Assigned task:
Reproduce the entire listing exactly as written, apart from its pictures.

= = = = = = =

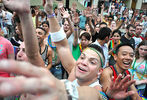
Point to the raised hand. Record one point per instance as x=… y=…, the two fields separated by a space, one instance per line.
x=118 y=89
x=44 y=87
x=19 y=6
x=49 y=7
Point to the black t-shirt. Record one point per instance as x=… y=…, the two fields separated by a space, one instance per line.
x=125 y=40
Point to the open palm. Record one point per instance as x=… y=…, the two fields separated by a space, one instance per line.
x=117 y=90
x=44 y=86
x=19 y=6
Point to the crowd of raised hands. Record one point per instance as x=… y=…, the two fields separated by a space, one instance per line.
x=36 y=81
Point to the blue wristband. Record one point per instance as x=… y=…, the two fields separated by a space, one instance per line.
x=51 y=15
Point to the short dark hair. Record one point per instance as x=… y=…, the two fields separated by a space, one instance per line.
x=122 y=44
x=144 y=42
x=130 y=25
x=86 y=34
x=116 y=31
x=103 y=33
x=42 y=29
x=45 y=22
x=99 y=49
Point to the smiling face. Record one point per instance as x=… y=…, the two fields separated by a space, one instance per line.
x=124 y=57
x=84 y=42
x=142 y=51
x=116 y=37
x=131 y=31
x=87 y=65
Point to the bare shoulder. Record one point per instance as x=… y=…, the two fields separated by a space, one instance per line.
x=107 y=71
x=49 y=50
x=88 y=93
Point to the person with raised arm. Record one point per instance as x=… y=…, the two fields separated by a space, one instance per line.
x=46 y=86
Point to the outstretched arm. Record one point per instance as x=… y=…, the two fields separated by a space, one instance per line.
x=63 y=50
x=46 y=86
x=31 y=43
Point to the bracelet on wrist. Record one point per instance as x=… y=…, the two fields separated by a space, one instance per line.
x=51 y=15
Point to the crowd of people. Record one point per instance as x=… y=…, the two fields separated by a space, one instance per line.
x=57 y=53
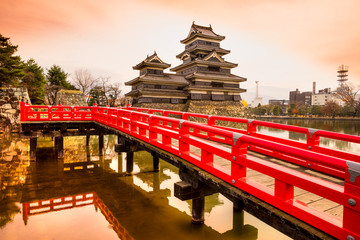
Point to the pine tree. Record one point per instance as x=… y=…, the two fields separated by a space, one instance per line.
x=34 y=80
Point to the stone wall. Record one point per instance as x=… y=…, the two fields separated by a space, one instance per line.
x=164 y=106
x=220 y=108
x=10 y=99
x=70 y=98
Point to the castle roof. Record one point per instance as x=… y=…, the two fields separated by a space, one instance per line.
x=201 y=31
x=166 y=79
x=204 y=62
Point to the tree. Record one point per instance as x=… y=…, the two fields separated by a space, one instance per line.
x=84 y=80
x=113 y=92
x=56 y=76
x=317 y=110
x=347 y=93
x=292 y=108
x=56 y=80
x=34 y=80
x=331 y=108
x=11 y=67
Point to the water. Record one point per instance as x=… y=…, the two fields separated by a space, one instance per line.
x=103 y=203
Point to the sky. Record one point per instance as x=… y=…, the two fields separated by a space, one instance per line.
x=283 y=44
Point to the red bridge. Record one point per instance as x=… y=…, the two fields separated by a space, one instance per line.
x=225 y=153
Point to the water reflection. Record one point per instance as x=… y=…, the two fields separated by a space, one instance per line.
x=89 y=196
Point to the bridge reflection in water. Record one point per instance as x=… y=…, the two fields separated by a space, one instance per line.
x=55 y=185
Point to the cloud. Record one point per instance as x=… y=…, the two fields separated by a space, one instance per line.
x=26 y=17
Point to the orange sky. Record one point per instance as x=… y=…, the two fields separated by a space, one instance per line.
x=281 y=43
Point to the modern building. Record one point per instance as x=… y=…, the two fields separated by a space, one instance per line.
x=203 y=75
x=257 y=100
x=153 y=85
x=300 y=98
x=323 y=96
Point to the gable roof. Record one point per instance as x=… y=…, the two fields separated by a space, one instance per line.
x=201 y=31
x=152 y=61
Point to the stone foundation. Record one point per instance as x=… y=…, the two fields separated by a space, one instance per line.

= = = = = = =

Output:
Point to the raised hand. Record one point per instance as x=… y=…, the two fields separated by a space, one instance per line.
x=118 y=89
x=44 y=87
x=19 y=6
x=49 y=7
Point to the black t-shirt. Record one point per instance as x=… y=…, the two fields separated by a space, one instance per line.
x=125 y=40
Point to the open palm. Record one point per instance as x=… y=…, the two fields separated by a space, one instance per line.
x=117 y=90
x=44 y=86
x=19 y=6
Point to the crowd of raised hands. Record one point per instance as x=… y=…, the two fields separated by a space, one instance per line.
x=36 y=81
Point to the blue wristband. Record one point per instance as x=… y=…, the two fields separated by a space, one instance per line.
x=51 y=15
Point to the short dark hair. Record one point per instance as x=… y=…, the two fields separated by a space, one instance per line.
x=122 y=44
x=144 y=42
x=130 y=25
x=86 y=34
x=116 y=31
x=103 y=33
x=42 y=29
x=45 y=22
x=99 y=49
Point to the smiling face. Record one point per instance as x=… y=…, the two fields separated by a space, one instance per line.
x=124 y=57
x=84 y=42
x=142 y=51
x=116 y=37
x=131 y=31
x=87 y=65
Point to the bare shoulder. Record one point per instance as x=… y=…, the two fields separated by a space, one instance per line.
x=107 y=71
x=49 y=50
x=88 y=93
Point to the person with raised arm. Record one point per instance as x=… y=…, the two fields separated by a space, one instance per line.
x=46 y=86
Point to the outstretched arm. Record one point per instance as x=… y=…, the two fields separated by a space, one instance per line.
x=63 y=50
x=46 y=86
x=31 y=43
Point to the bracelet on wrist. Record one point per instance as x=… y=…, the two fields separated by a space, one instance per line.
x=51 y=15
Point to the crowd of people. Record one point per instance as x=… y=…, the two fields separated by a space, one instance per line.
x=57 y=53
Point to the pine tree. Record one point per instance as x=… y=…, the two fields separated by a space, one instance per line.
x=34 y=80
Point to the stone wall. Record one point per instance as x=… y=…, the two fields separated by a space, one instance per line.
x=164 y=106
x=220 y=108
x=10 y=99
x=70 y=98
Point to the castle roof. Record one point per instance as x=… y=…, the two fields separated by a space, one instance per line.
x=201 y=31
x=166 y=79
x=204 y=62
Point to the tree. Record one point per instance as x=… y=…, the two fields separated by a space, one instance per line.
x=84 y=80
x=113 y=92
x=56 y=76
x=317 y=110
x=347 y=93
x=292 y=108
x=56 y=80
x=34 y=80
x=331 y=108
x=11 y=67
Point to the water. Record one point per instance as x=… y=…, the two fields separated by a space, one instance per line.
x=103 y=203
Point to the sky. Record one point per instance as x=… y=…, the two fields separated by a space, one instance per line.
x=283 y=44
Point to the red bridge. Record one point per instance as x=… y=…, the two fields separated by a space, one instance per line.
x=225 y=153
Point to the water reflection. Record one point per instance as x=… y=…, the two fields separated by a space, one instance per line.
x=89 y=196
Point to the bridge reflection in water. Record one point per instance as x=… y=…, the two fields separated by a space, one instance per line.
x=55 y=185
Point to the cloud. Record one point per instance as x=… y=…, the two fields separated by a space, one instance per line.
x=26 y=17
Point to the orange sky. Record one point per instance as x=… y=…, the two fields separated by a space, one instance per line.
x=281 y=43
Point to the modern building. Record one point per instance as x=… y=…, the two fields separated by a space, one instance per line.
x=203 y=75
x=257 y=100
x=153 y=85
x=300 y=98
x=323 y=96
Point to the gable roof. Record one point per instance as x=… y=…, the two fields separated by a space, one instance per line.
x=201 y=31
x=152 y=61
Point to the stone foundation. Record one point per instance as x=… y=…, the two fields separated by a space, one instance per line.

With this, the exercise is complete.